Exercise: Reproduce the following items word for word, without the pictures.

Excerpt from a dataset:

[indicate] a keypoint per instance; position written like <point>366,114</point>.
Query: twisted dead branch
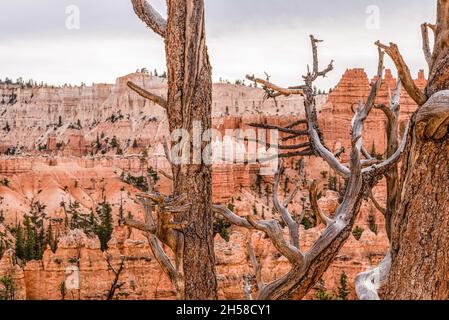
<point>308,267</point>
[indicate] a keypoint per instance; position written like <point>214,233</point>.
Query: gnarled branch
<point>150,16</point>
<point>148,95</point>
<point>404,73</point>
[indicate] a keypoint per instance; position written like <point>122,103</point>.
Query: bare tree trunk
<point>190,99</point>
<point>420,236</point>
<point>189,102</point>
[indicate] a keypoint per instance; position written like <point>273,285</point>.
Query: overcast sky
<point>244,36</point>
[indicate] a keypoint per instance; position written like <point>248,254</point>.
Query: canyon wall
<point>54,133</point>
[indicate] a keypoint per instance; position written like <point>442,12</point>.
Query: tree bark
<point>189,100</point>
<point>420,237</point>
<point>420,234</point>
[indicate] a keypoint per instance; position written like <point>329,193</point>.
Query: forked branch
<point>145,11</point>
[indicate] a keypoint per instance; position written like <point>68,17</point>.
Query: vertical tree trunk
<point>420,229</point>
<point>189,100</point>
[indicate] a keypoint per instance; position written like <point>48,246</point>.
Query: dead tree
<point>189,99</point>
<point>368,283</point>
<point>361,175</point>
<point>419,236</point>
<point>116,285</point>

Expected answer:
[indicate] a keypoint per instance; position written like <point>366,114</point>.
Query: twisted dead branch
<point>308,267</point>
[indicate] a keypoint per instance; position written like <point>214,233</point>.
Query: gnarled branch
<point>150,16</point>
<point>148,95</point>
<point>404,73</point>
[indicate] a keypoint per instance; position written like <point>122,103</point>.
Query: bare tree trunk
<point>190,99</point>
<point>420,236</point>
<point>189,102</point>
[indicate] a keypoint per instance; position written like <point>273,285</point>.
Query: overcast sky
<point>244,36</point>
[indicate] a keypoint per instance; position written like <point>248,254</point>.
Query: canyon wall
<point>54,133</point>
[indicate] a keypoint per instance; position written like <point>442,12</point>.
Query: tree bark
<point>189,100</point>
<point>420,237</point>
<point>420,234</point>
[indicate] a keypoint per instance; position written like <point>329,193</point>.
Query: forked branch
<point>145,11</point>
[indicate] a keypoint per instance; position written like <point>68,17</point>.
Query: vertical tree trunk
<point>420,229</point>
<point>189,100</point>
[indicate] a keypoint per instance; position written like <point>48,246</point>.
Query: dead tree
<point>189,99</point>
<point>368,283</point>
<point>361,175</point>
<point>419,236</point>
<point>116,285</point>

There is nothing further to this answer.